### Description of the task
The complete data, repeated exactly, should form your response.

### Data shown
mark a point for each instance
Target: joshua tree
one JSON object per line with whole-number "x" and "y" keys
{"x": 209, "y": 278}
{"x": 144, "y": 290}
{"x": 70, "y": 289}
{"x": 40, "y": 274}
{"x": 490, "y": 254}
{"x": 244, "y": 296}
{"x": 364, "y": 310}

### Task answer
mark a point for each instance
Target: joshua tree
one JSON object per line with whole-number "x" and "y" keys
{"x": 209, "y": 278}
{"x": 144, "y": 290}
{"x": 70, "y": 289}
{"x": 40, "y": 274}
{"x": 490, "y": 254}
{"x": 244, "y": 296}
{"x": 364, "y": 310}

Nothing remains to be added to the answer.